═══ Texte présenté ═══

GQ est une personne physique exerçant une activité de vente, au moyen d’un site Internet, de pièces détachées pour véhicules automobiles. Dans le cadre de cette activité, GQ a fait de la publicité pour des calandres, adaptées et conçues pour d’anciens modèles de véhicules automobiles Audi et les a proposées à la vente. Celles-ci comportaient un élément conçu pour la fixation d’un emblème de la marque du constructeur de véhicules automobiles Audi.

Audi, titulaire de la marque figurative de l’Union européenne représentant quatre cercles qui se chevauchent (ci-après la « marque AUDI »), a saisi le Sąd Okręgowy w Warszawie (tribunal régional de Varsovie, Pologne), la juridiction de renvoi, d’une demande visant à interdire à GQ de faire de la publicité, d’importer, de proposer à la vente ou de mettre sur le marché des calandres non originales portant un signe identique ou similaire à la marque AUDI.

La juridiction de renvoi a décidé d’interroger la Cour sur l’interprétation du règlement 2017/1001 (1), l’invitant à préciser la notion d’usage d’un signe dans la vie des affaires ainsi que la portée du droit d’un constructeur de véhicules automobiles titulaire d’une marque de l’Union européenne d’interdire à un tiers l’usage d’un signe identique ou similaire à cette marque pour des pièces détachées.

Appréciation de la Cour

Premièrement, la Cour relève qu’une clause dite « de réparation », comme celle existant en droit des dessins ou modèles (2), n’a pas été prévue par le législateur de l’Union dans le règlement 2017/1001 et rappelle que cette clause s’applique sans préjudice des dispositions de droit de l’Union relatives aux marques.

Dès lors, la clause dite « de réparation » ne saurait être appliquée par analogie afin de poursuivre l’objectif de préservation d’une concurrence non faussée entre constructeurs de véhicules automobiles et vendeurs de pièces détachées non originales, cet objectif ayant été pris en compte par le législateur de l’Union dans le cadre du règlement 2017/1001 (3), et le droit conféré au titulaire d’une marque de l’Union européenne ne saurait être limité sur le fondement de cette clause (4).

Deuxièmement, la Cour observe que la juridiction de renvoi considère que la forme de l’élément des calandres conçu pour la fixation de l’emblème représentant la marque AUDI est identique ou similaire à cette marque. Cette forme constitue ainsi un signe au sens du règlement 2017/1001 (5). En outre, l’apposition de ce signe sur ces calandres ou intégré dans celles-ci, aux fins de la commercialisation de ces dernières, représente un usage relevant de ce règlement (6) et, dans la mesure où GQ importe et propose à la vente des calandres comportant ledit signe, il peut être considéré comme accomplissant les types d’usage relevant de ce règlement. Le fait que cet élément soit placé sur la pièce détachée, à savoir la calandre, de manière à ce que le signe identique ou similaire à la marque du constructeur des véhicules soit visible pour le public pertinent lorsque celui-ci voit cette pièce est de nature à concrétiser l’existence d’un lien matériel entre cette même pièce, qu’un tiers importe, dont il fait la publicité et qu’il propose à la vente, et le titulaire de la marque AUDI.

═══ Lignes fournies ═══

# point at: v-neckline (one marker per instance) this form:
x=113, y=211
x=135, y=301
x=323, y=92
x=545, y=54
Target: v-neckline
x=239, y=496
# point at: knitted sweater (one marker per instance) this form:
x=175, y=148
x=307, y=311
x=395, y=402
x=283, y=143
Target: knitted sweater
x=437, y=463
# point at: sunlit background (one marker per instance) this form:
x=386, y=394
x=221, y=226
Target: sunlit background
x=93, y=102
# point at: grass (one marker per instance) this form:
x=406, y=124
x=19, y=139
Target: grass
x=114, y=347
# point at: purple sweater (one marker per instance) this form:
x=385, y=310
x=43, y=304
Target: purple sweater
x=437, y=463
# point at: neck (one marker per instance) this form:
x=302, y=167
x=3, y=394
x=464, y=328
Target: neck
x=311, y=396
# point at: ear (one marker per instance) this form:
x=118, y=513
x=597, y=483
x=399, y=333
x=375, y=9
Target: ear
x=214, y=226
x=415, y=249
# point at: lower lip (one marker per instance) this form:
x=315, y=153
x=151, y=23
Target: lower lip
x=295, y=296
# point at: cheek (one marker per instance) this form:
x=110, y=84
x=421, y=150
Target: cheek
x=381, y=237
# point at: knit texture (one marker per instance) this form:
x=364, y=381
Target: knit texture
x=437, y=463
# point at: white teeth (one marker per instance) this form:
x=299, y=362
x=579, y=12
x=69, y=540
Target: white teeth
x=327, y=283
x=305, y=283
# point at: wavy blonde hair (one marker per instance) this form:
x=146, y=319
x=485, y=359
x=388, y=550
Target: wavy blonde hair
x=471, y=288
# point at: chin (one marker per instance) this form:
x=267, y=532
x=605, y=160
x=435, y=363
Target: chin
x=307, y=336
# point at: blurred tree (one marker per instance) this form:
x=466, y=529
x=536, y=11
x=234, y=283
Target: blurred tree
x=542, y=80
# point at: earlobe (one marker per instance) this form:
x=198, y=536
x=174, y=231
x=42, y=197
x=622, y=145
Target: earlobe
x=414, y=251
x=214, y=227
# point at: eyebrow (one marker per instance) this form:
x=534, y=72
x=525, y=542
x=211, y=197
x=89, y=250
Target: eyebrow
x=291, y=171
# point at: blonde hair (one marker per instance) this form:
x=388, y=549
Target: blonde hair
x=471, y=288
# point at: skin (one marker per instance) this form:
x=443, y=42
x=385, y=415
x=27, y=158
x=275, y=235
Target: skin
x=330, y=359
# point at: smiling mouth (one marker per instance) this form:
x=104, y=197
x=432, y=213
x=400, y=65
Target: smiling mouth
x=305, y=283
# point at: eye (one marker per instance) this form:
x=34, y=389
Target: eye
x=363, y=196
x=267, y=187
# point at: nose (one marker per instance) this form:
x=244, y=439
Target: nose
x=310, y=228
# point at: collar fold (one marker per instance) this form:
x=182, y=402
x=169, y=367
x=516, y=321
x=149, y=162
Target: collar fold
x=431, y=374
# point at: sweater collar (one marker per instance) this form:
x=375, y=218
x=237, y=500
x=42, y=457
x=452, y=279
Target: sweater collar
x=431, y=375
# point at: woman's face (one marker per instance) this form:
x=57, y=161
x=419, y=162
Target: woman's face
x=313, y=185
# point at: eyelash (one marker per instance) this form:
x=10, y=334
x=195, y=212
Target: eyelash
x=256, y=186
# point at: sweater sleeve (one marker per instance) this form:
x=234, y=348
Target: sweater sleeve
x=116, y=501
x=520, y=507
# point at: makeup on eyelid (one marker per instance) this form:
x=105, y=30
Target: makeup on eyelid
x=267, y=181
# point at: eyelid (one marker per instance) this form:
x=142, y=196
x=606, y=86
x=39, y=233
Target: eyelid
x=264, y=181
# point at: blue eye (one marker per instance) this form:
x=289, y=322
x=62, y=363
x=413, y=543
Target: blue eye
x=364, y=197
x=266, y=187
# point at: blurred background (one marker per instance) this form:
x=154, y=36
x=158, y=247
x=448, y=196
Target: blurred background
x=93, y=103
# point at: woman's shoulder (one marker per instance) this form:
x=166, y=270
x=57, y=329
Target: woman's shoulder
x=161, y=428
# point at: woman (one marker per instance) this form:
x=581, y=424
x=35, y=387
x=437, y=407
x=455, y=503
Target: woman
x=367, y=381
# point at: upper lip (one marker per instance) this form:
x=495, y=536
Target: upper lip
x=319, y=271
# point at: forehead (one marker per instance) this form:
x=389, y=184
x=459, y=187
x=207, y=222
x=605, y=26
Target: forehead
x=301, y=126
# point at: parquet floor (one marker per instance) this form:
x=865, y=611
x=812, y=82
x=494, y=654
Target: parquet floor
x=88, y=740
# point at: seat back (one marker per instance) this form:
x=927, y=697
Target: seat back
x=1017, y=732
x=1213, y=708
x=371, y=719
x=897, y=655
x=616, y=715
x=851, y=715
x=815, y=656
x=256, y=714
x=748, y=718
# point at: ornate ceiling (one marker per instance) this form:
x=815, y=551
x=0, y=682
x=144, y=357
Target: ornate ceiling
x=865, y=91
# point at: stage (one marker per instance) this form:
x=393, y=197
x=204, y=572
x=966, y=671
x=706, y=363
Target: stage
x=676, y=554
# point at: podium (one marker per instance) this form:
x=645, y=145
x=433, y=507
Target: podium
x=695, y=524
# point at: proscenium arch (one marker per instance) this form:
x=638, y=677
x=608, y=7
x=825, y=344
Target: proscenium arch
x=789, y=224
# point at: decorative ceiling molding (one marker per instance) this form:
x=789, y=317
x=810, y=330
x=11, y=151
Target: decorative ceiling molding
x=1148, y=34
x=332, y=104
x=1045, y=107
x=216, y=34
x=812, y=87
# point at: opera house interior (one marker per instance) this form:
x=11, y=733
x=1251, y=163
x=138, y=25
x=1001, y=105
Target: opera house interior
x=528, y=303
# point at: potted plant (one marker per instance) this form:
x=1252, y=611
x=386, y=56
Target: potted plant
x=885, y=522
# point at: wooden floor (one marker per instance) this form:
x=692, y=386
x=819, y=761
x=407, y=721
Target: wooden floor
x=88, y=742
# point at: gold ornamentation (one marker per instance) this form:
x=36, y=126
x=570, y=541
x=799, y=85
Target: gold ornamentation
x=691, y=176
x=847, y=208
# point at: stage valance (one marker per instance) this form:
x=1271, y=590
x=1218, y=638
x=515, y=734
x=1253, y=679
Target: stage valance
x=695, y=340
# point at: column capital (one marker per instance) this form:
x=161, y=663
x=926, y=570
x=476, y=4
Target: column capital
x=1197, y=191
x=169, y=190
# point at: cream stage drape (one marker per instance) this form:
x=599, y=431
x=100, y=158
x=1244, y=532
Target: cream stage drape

═══

→ **Problème posé 1**
Répondez à ces questions sur le texte consacré aux calandres Audi :
(a) Selon le texte, GQ vend des pièces détachées par quel moyen ?
(b) Que représente la marque figurative d'Audi ?
(c) Quel tribunal Audi a-t-elle saisi ?
→ **Problème posé 2**
Poursuivez le texte sur l'affaire des calandres Audi à partir de sa dernière phrase.
Les lignes ci-dessus n'ont aucun rapport avec le texte.

→ **Réponse 1**
(a) Au moyen d'un site Internet.
(b) Quatre cercles qui se chevauchent.
(c) Le Sąd Okręgowy w Warszawie, c'est-à-dire le tribunal régional de Varsovie, en Pologne.

→ **Réponse 2**
Partant, la Cour considère que le tiers qui, sans le consentement du constructeur de véhicules automobiles titulaire d’une marque de l’Union européenne, importe et propose à la vente des pièces détachées, à savoir des calandres pour ces véhicules automobiles, contenant un élément qui est conçu pour la fixation de l’emblème représentant cette marque et dont la forme est identique ou similaire à ladite marque, fait usage d’un signe dans la vie des affaires d’une manière qui est susceptible de porter atteinte à une ou plusieurs fonctions de la même marque, ce qu’il appartient au juge national de vérifier.

Troisièmement, la Cour souligne que l’impossibilité, pour le titulaire d’une marque, d’interdire à un tiers l’usage de cette marque lorsque cet usage est nécessaire pour indiquer la destination d’un produit ou d’un service, notamment en tant qu’accessoire ou pièce détachée, et est fait conformément aux usages honnêtes en matière industrielle ou commerciale, constitue l’une des hypothèses dans lesquelles le droit exclusif conféré par la marque ne peut être opposé au tiers.

En effet, l’objectif de la limitation, visée par cette hypothèse, est de permettre aux fournisseurs de produits ou de services complémentaires à des produits ou à des services offerts par le titulaire d’une marque d’utiliser cette marque afin d’informer, de manière compréhensible et complète, le public sur la destination du produit qu’ils commercialisent ou du service qu’ils offrent ou, en d’autres termes, sur le lien utilitaire existant entre leurs produits ou leurs services et ceux du titulaire de la marque.

Toutefois, lorsqu’un signe, identique ou similaire à une marque de l’Union européenne, constitue un élément d’une pièce détachée pour des véhicules automobiles, lequel est conçu pour la fixation de l’emblème du constructeur de ces véhicules sur celle-ci et n’est pas utilisé pour désigner ou mentionner des produits ou des services comme étant ceux du titulaire de cette marque, mais pour reproduire d’une manière aussi fidèle que possible un produit de ce titulaire, un tel usage de ladite marque ne relève pas de l’hypothèse précitée.

La Cour considère, par conséquent, que le constructeur de véhicules automobiles titulaire d’une marque de l’Union européenne a le droit d’interdire à un tiers (7) l’usage d’un signe identique ou similaire à cette marque pour des pièces détachées pour ces véhicules automobiles, à savoir des calandres, lorsque ce signe consiste en la forme d’un élément de la calandre, conçu pour la fixation sur celle-ci de l’emblème représentant ladite marque, sans qu’il importe à cet égard qu’il existe ou non une possibilité technique de fixer cet emblème sur ladite calandre sans apposer ledit signe sur celle-ci.


1      Règlement (UE) 2017/1001 du Parlement européen et du Conseil, du 14 juin 2017, sur la marque de l’Union européenne (JO 2017, L 154, p. 1).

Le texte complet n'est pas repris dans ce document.